(Natural language region descriptions)
□ □ □
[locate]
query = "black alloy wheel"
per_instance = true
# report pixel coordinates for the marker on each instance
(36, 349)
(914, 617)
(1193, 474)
□ □ □
## ASSIGNMENT
What should appear is an exact copy of the lines from the one with "per_instance = true" through the end of the entries above, ends included, and no other text.

## SOLUTION TO THIS TASK
per_instance = true
# report pixel coordinates for the marker on each instance
(36, 349)
(914, 617)
(1193, 474)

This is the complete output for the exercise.